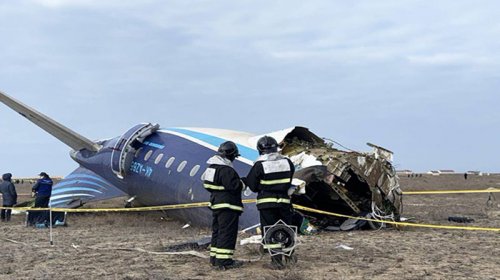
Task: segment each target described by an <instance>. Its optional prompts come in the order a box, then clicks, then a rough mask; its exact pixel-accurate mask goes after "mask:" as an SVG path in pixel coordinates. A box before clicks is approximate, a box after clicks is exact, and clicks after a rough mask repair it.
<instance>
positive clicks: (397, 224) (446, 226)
mask: <svg viewBox="0 0 500 280" xmlns="http://www.w3.org/2000/svg"><path fill="white" fill-rule="evenodd" d="M293 207H294V208H295V209H299V210H304V211H307V212H313V213H318V214H324V215H330V216H336V217H343V218H349V219H356V220H364V221H371V222H377V223H386V224H392V225H400V226H409V227H424V228H437V229H461V230H480V231H498V232H500V228H486V227H461V226H445V225H431V224H416V223H405V222H394V221H386V220H376V219H370V218H364V217H353V216H349V215H343V214H337V213H332V212H327V211H323V210H318V209H314V208H309V207H305V206H301V205H296V204H294V205H293Z"/></svg>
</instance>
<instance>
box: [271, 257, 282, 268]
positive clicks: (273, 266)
mask: <svg viewBox="0 0 500 280" xmlns="http://www.w3.org/2000/svg"><path fill="white" fill-rule="evenodd" d="M283 268H285V265H284V264H283V261H282V255H276V256H272V257H271V269H277V270H281V269H283Z"/></svg>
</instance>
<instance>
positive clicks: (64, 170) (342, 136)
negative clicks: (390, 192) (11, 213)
mask: <svg viewBox="0 0 500 280" xmlns="http://www.w3.org/2000/svg"><path fill="white" fill-rule="evenodd" d="M499 18H500V3H499V2H498V1H461V0H453V1H444V0H443V1H401V0H394V1H369V0H366V1H331V0H327V1H293V0H286V1H255V0H252V1H186V0H179V1H155V0H147V1H124V0H120V1H99V0H95V1H94V0H16V1H8V0H0V90H2V91H4V92H6V93H7V94H9V95H11V96H13V97H15V98H17V99H19V100H21V101H22V102H24V103H26V104H28V105H30V106H32V107H35V108H37V109H38V110H39V111H41V112H43V113H45V114H47V115H48V116H50V117H52V118H54V119H56V120H58V121H59V122H61V123H62V124H64V125H66V126H68V127H70V128H72V129H73V130H75V131H77V132H79V133H81V134H83V135H85V136H87V137H88V138H90V139H103V138H109V137H113V136H118V135H120V134H122V133H123V132H124V131H125V130H127V129H128V128H129V127H131V126H133V125H135V124H136V123H139V122H157V123H160V124H161V125H162V126H163V127H173V126H194V127H216V128H227V129H234V130H241V131H248V132H253V133H256V134H261V133H265V132H269V131H274V130H279V129H283V128H286V127H291V126H295V125H302V126H306V127H308V128H310V129H311V131H313V132H315V133H316V134H318V135H320V136H322V137H327V138H331V139H334V140H336V141H338V142H340V143H342V144H343V145H344V146H347V147H349V148H351V149H356V150H360V151H369V150H370V148H369V147H367V146H366V145H365V143H366V142H372V143H375V144H378V145H380V146H383V147H386V148H388V149H390V150H392V151H394V153H395V160H394V164H395V166H396V168H397V169H412V170H414V171H421V172H422V171H428V170H431V169H455V170H456V171H461V172H462V171H467V170H482V171H488V172H500V165H499V163H500V159H499V158H500V157H499V152H498V148H499V133H498V130H499V127H500V110H499V108H498V107H499V105H500V102H499V101H500V93H499V89H500V52H499V50H500V40H499V38H500V20H499ZM0 149H1V153H0V173H5V172H12V173H14V176H30V175H34V174H37V173H39V172H40V171H42V170H44V171H47V172H48V173H49V174H54V175H61V176H62V175H66V174H68V173H69V172H71V171H72V170H73V169H75V168H76V167H77V165H76V163H74V162H73V161H72V160H71V159H70V157H69V155H68V152H69V148H68V147H67V146H65V145H64V144H62V143H61V142H59V141H58V140H57V139H55V138H53V137H52V136H50V135H49V134H47V133H45V132H44V131H42V130H40V129H39V128H37V127H36V126H35V125H33V124H31V123H30V122H28V121H27V120H25V119H24V118H22V117H21V116H19V115H18V114H17V113H15V112H14V111H12V110H10V109H9V108H7V107H6V106H3V104H0Z"/></svg>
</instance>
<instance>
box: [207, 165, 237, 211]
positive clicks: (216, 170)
mask: <svg viewBox="0 0 500 280" xmlns="http://www.w3.org/2000/svg"><path fill="white" fill-rule="evenodd" d="M207 163H208V164H210V165H209V167H208V168H207V170H206V171H205V173H203V186H204V187H205V189H206V190H207V191H209V192H210V208H211V209H212V210H219V209H230V210H234V211H239V212H243V203H242V202H241V191H242V189H243V184H242V183H241V181H240V176H239V175H238V173H236V171H235V170H234V169H233V167H232V164H231V161H229V160H227V159H224V158H222V157H221V156H213V157H211V158H210V159H209V160H208V161H207Z"/></svg>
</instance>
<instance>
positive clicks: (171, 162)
mask: <svg viewBox="0 0 500 280" xmlns="http://www.w3.org/2000/svg"><path fill="white" fill-rule="evenodd" d="M174 160H175V157H171V158H169V159H168V160H167V163H166V164H165V167H166V168H169V167H170V166H172V163H174Z"/></svg>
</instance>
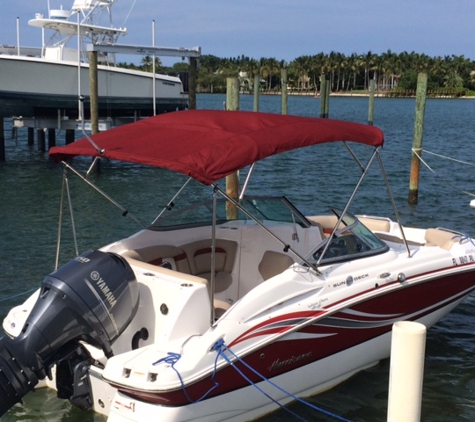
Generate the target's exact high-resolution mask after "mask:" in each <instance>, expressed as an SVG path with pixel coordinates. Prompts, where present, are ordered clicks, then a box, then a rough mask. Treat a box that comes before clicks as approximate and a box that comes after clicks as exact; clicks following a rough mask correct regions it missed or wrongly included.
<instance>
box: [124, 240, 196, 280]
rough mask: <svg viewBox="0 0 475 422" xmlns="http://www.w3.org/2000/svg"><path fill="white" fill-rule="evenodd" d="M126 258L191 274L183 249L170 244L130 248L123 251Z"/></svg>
mask: <svg viewBox="0 0 475 422" xmlns="http://www.w3.org/2000/svg"><path fill="white" fill-rule="evenodd" d="M123 256H125V257H126V258H132V259H136V260H138V261H142V262H146V263H147V264H151V265H156V266H158V267H163V268H167V269H169V270H174V271H178V272H181V273H185V274H191V271H190V265H189V263H188V258H187V256H186V254H185V252H184V251H183V249H180V248H178V247H176V246H172V245H153V246H146V247H144V248H140V249H131V250H129V251H127V252H124V253H123Z"/></svg>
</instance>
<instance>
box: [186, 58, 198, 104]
mask: <svg viewBox="0 0 475 422" xmlns="http://www.w3.org/2000/svg"><path fill="white" fill-rule="evenodd" d="M197 63H198V62H197V60H196V57H190V72H189V74H188V103H189V104H188V107H189V109H190V110H196V81H197V76H196V74H197V66H198V64H197Z"/></svg>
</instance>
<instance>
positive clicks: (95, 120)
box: [89, 51, 99, 135]
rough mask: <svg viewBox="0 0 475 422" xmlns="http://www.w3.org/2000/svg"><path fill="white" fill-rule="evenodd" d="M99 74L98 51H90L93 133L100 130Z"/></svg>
mask: <svg viewBox="0 0 475 422" xmlns="http://www.w3.org/2000/svg"><path fill="white" fill-rule="evenodd" d="M97 79H98V75H97V51H90V52H89V98H90V101H91V133H92V134H93V135H94V134H96V133H98V132H99V86H98V80H97Z"/></svg>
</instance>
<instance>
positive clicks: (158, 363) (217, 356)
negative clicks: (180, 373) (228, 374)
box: [152, 352, 219, 403]
mask: <svg viewBox="0 0 475 422" xmlns="http://www.w3.org/2000/svg"><path fill="white" fill-rule="evenodd" d="M218 357H219V355H216V358H215V360H214V370H213V375H212V376H211V381H212V382H213V384H214V385H213V386H212V387H211V388H210V389H209V390H208V391H207V392H206V393H204V394H203V395H202V396H201V397H200V398H199V399H197V400H193V399H192V398H191V397H190V395H189V394H188V391H186V387H185V383H184V382H183V379H182V377H181V375H180V372H178V370H177V369H176V368H175V363H177V362H178V361H179V359H180V358H181V355H180V354H179V353H172V352H168V356H165V357H163V358H161V359H159V360H157V361H156V362H154V363H153V364H152V365H154V366H155V365H158V364H160V363H167V364H168V365H170V366H171V368H172V369H173V370H174V371H175V372H176V374H177V376H178V379H179V380H180V383H181V388H182V389H183V392H184V393H185V396H186V398H187V399H188V401H189V402H190V403H198V402H200V401H202V400H204V399H205V398H206V397H207V396H208V395H209V394H210V393H211V392H212V391H213V390H214V389H215V388H217V387H218V386H219V383H218V382H216V381H215V380H214V377H215V376H216V372H217V363H218Z"/></svg>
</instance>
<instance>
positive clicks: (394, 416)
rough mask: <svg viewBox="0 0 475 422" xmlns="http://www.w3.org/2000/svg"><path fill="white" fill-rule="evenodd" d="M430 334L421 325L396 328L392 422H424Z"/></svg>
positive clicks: (390, 373)
mask: <svg viewBox="0 0 475 422" xmlns="http://www.w3.org/2000/svg"><path fill="white" fill-rule="evenodd" d="M426 331H427V329H426V327H425V325H423V324H420V323H418V322H411V321H399V322H396V323H395V324H394V325H393V332H392V343H391V366H390V373H389V399H388V422H419V421H420V418H421V399H422V381H423V375H424V357H425V354H424V352H425V344H426Z"/></svg>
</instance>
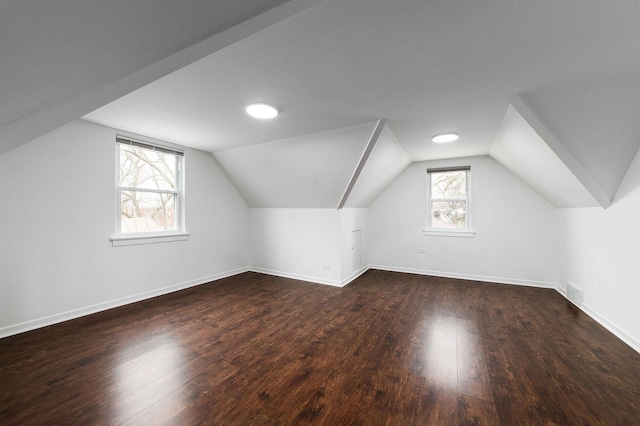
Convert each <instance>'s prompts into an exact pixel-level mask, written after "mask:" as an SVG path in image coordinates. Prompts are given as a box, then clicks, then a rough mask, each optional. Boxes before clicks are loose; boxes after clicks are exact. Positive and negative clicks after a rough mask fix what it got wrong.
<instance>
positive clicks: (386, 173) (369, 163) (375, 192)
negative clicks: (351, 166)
mask: <svg viewBox="0 0 640 426" xmlns="http://www.w3.org/2000/svg"><path fill="white" fill-rule="evenodd" d="M410 163H411V160H410V159H409V156H408V155H407V153H406V152H404V150H403V149H402V146H400V144H399V143H398V140H397V139H396V137H395V135H394V134H393V132H392V131H391V129H389V127H388V126H387V125H385V126H384V128H383V129H382V133H381V134H380V136H379V137H378V139H377V141H376V142H375V145H374V146H373V149H372V150H371V153H370V154H369V157H368V158H367V161H366V162H365V164H364V167H363V168H362V171H361V172H360V174H359V176H358V178H357V180H356V181H355V183H354V186H353V189H352V190H351V192H350V193H349V195H348V198H347V199H346V200H345V204H344V205H345V206H346V207H369V206H370V205H371V203H373V202H374V201H375V199H376V198H378V196H379V195H380V194H382V192H383V191H384V190H385V189H386V188H387V186H389V185H390V184H391V182H393V181H394V180H395V178H397V177H398V176H399V175H400V173H402V171H403V170H404V169H405V168H406V167H407V166H408V165H409V164H410Z"/></svg>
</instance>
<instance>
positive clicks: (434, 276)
mask: <svg viewBox="0 0 640 426" xmlns="http://www.w3.org/2000/svg"><path fill="white" fill-rule="evenodd" d="M369 268H371V269H379V270H381V271H390V272H404V273H407V274H416V275H430V276H434V277H442V278H455V279H459V280H470V281H482V282H487V283H498V284H513V285H522V286H527V287H541V288H553V289H555V288H556V284H555V283H551V282H545V281H531V280H522V279H518V278H504V277H489V276H484V275H470V274H459V273H456V272H443V271H429V270H424V269H411V268H402V267H396V266H387V265H369Z"/></svg>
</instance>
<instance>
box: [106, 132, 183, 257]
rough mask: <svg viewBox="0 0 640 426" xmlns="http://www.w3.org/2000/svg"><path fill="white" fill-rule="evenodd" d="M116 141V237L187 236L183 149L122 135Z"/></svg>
mask: <svg viewBox="0 0 640 426" xmlns="http://www.w3.org/2000/svg"><path fill="white" fill-rule="evenodd" d="M116 142H117V143H116V145H117V162H116V164H117V171H116V179H117V183H116V185H117V188H116V199H117V200H116V206H117V207H116V237H115V238H112V240H114V242H115V241H116V240H130V239H136V238H147V237H154V236H171V235H184V191H183V181H184V179H183V177H184V172H183V170H184V167H183V166H184V165H183V162H184V154H183V152H181V151H178V150H175V149H171V148H165V147H160V146H157V145H152V144H149V143H146V142H140V141H135V140H131V139H127V138H124V137H120V136H118V137H117V138H116ZM158 241H162V240H158ZM151 242H156V241H151ZM114 245H115V244H114Z"/></svg>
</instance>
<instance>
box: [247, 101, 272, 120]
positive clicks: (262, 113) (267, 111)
mask: <svg viewBox="0 0 640 426" xmlns="http://www.w3.org/2000/svg"><path fill="white" fill-rule="evenodd" d="M247 114H249V115H250V116H252V117H255V118H274V117H276V116H277V115H278V110H277V109H275V108H274V107H272V106H271V105H268V104H262V103H257V104H251V105H249V106H248V107H247Z"/></svg>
################
Extract every line of the rows above that contains the string "each", matching case exactly.

### Response area
Task: segment each target described by an <instance>. Its optional prompts come in the order a box, then clicks, then a rough mask; its exact pixel-accurate mask goes after "mask:" as an SVG path in pixel coordinates. A box before clicks is approximate, a box after clicks is exact, and clicks after a rough mask repair it.
Generate the target's exact high-resolution mask after "mask:" in each <instance>, expressed as an SVG path with pixel coordinates. Prompts, where present, are ordered clicks, then a box, then a rough mask. Treat a box that comes before clicks as approximate and a box that comes after clicks as exact; clicks following a rough mask correct regions it missed or wrongly included.
Convert each <instance>'s prompts into an exact pixel-level mask, written after "mask:" as an SVG path in image coordinates. Prompts are given as a box, then clicks, then a rough mask, each optional. Boxes before clicks are loose; boxes after clicks are exact. Positive and negative clicks after a rough mask fix what it got wrong.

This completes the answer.